La SECO, ancora una volta, ci racconta di “tassi di disoccupazione bassi” anche in Ticino.
Peccato che, come ben sappiamo, il tasso di disoccupazione della SECO è farlocco, in quanto
riferito solo alle persone iscritte agli Uffici regionali di collocamento. Ma un numero crescente di
senza lavoro non è iscritto agli URC, sicché il dato risulta sballato. C’è allora da chiedersi (domanda
retorica) per quale motivo ci si ostini ad utilizzarlo. Ma la risposta è ovvia: per abbellire la
situazione e nascondere gli effetti della devastante libera circolazione delle persone.
Intanto però il Ticino, anche in base alle statistiche taroccate della SECO, rimane il sesto Cantone
con il tasso di disoccupazione più alto.
Pertanto, la narrazione nel segno del “Tout va très bien, Madame la Marquise” non risponde alla
situazione del territorio cantonale. Gli indicatori in tal senso non mancano. Però vengono
silenziati.
Ad esempio: Lugano da ormai quasi 15 anni offre un servizio di promozione dell’occupazione, a
sostegno degli abitanti della città (LuganoNetwork). Da agosto 2020, esso comprende una nuova
iniziativa: Spazio lavoro e formazione. Agli utenti viene messo a disposizione materiale informativo
sui posti vacanti. I partecipanti sono inoltre aiutati nella redazione di un cv e di una lettera di
motivazione efficaci. Spazio lavoro propone anche dei momenti formativi per aiutare i candidati
nel loro percorso di ricerca di un impiego. Dalla sua apertura, questo servizio ha accolto circa 770
utenti. Ebbene: oltre i due terzi di loro non risultano iscritti alla disoccupazione, e quindi non
figurano nelle statistiche della SECO.
Altro dato di cui non si parla. Rispetto allo scorso anno, il numero dei posti di lavoro vacanti
annunciato a livello nazionale è drasticamente calato: -11’645 posti, che corrisponde ad una
contrazione di oltre il 20%. Sarebbe interessante sapere quali sono le regioni più colpite dal
fenomeno. C’è il “vago sospetto” che il Ticino sia tra queste, anche in considerazione delle recenti
chiusure aziendali!

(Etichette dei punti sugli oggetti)

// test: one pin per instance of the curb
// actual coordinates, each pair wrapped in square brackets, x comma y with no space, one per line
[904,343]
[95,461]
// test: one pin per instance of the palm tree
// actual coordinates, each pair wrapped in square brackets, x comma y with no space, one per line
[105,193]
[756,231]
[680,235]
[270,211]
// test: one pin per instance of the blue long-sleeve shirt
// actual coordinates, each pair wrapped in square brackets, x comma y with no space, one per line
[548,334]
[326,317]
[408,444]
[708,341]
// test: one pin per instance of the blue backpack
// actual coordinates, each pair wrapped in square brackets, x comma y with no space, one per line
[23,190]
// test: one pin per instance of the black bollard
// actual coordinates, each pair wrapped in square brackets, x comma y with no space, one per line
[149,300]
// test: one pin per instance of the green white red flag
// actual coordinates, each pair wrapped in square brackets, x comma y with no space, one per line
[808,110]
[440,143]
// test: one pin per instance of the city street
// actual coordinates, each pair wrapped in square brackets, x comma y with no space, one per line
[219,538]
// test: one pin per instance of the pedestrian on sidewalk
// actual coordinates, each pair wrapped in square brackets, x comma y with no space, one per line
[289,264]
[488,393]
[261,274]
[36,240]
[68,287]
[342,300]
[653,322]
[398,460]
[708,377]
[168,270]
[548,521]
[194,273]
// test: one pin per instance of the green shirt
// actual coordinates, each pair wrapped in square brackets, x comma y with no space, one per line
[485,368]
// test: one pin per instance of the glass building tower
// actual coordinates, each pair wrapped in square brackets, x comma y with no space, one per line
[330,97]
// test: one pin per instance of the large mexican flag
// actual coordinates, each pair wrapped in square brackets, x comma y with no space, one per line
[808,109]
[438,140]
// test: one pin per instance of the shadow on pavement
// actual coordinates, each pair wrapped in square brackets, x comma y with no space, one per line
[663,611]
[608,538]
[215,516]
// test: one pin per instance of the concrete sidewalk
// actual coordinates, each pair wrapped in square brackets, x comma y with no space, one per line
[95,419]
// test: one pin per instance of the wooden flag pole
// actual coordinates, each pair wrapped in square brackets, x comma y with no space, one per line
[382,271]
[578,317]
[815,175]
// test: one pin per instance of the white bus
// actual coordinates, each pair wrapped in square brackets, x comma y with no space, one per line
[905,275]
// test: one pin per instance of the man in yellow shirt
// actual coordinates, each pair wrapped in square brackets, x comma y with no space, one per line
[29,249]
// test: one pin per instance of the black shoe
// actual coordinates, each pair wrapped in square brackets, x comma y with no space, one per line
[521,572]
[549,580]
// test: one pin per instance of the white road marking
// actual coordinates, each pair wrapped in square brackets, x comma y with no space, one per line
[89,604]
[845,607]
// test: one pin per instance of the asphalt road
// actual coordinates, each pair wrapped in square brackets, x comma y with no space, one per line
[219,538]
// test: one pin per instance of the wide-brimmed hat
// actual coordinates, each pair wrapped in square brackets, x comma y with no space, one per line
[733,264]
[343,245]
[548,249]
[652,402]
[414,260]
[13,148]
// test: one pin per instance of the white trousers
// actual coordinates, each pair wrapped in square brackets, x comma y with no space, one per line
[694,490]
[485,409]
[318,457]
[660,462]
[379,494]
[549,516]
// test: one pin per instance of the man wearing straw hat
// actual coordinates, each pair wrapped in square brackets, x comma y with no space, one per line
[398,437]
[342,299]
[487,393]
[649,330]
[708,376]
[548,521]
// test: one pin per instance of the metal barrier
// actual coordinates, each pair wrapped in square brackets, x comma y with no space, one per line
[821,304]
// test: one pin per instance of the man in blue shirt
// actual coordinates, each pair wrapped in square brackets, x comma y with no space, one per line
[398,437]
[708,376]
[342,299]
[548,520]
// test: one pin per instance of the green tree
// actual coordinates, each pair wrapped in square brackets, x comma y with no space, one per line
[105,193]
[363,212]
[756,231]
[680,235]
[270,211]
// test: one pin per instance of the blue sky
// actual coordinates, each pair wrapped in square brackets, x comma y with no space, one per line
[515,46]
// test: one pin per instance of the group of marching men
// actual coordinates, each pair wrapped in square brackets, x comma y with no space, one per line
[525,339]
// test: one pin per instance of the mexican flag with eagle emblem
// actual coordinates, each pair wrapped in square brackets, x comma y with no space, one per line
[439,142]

> [Breve esercizio 1]:
Ricopia alla lettera la parte del brano sulla disoccupazione in Ticino compresa tra "Peccato che, come" e "circolazione delle persone.", estremi inclusi.
> [Breve esercizio 2]:
Prosegui il brano sulla disoccupazione in Ticino dal punto in cui termina.

> [Risposta attesa 1]:
Peccato che, come ben sappiamo, il tasso di disoccupazione della SECO è farlocco, in quanto
riferito solo alle persone iscritte agli Uffici regionali di collocamento. Ma un numero crescente di
senza lavoro non è iscritto agli URC, sicché il dato risulta sballato. C’è allora da chiedersi (domanda
retorica) per quale motivo ci si ostini ad utilizzarlo. Ma la risposta è ovvia: per abbellire la
situazione e nascondere gli effetti della devastante libera circolazione delle persone.

> [Risposta attesa 2]:
Un ulteriore campanello d’allarme arriva dalla stampa italiana. Nei giorni scorsi il quotidiano “La
Provincia” di Como titolava: “Un lavoro in Ticino, le opportunità diminuite del 33%”. La cifra
proviene da uno studio di ManPower. E’ palese che le opportunità di lavoro non si riducono solo
per i permessi G, ma anche per i ticinesi!
Gli impieghi non ci sono per chi vive qui; eppure il Consiglio di Stato, in tandem con il Consiglio
federale, insiste nel voler collocare i profughi ucraini. E’ evidente che tali collocamenti – oltretutto
promossi con soldi e sostegni amministrativi pubblici – avverrebbero a scapito dei residenti. In altri
Cantoni magari no, ma in Ticino di sicuro, vista la situazione che ci ritroviamo sul territorio. Tanto
più che non stiamo parlando di piccoli numeri: l’obiettivo sarebbe quello di “integrare
professionalmente” oltre un migliaio di ucraini…
Frontalieri e telelavoro
Che il magnificato nuovo accordo sulla fiscalità dei frontalieri farà diminuire la pressione dei
permessi G sul mercato del lavoro ticinese, è ancora tutto da dimostrare. Come noto la tassazione
più elevata si applicherà solo ai nuovi frontalieri. E, nel corso degli anni, il continuo rafforzamento
del franco rispetto all’euro ha concretamente rimpinguato la busta paga dei pendolari italiani: di
fatto, il futuro aggravio fiscale risulta già compensato.
E intanto Berna sconsideratamente promuove il telelavoro dei frontalieri. Nei giorni scorsi il
Consiglio nazionale ha approvato, con un solo voto contrario – quello di chi scrive –, l’accordo al
proposito con la Francia, che autorizza i frontalieri dell’Esagono a trascorrere fino al 40% del
tempo lavorativo in home office (in Ticino la percentuale concordata con Roma è del 25%).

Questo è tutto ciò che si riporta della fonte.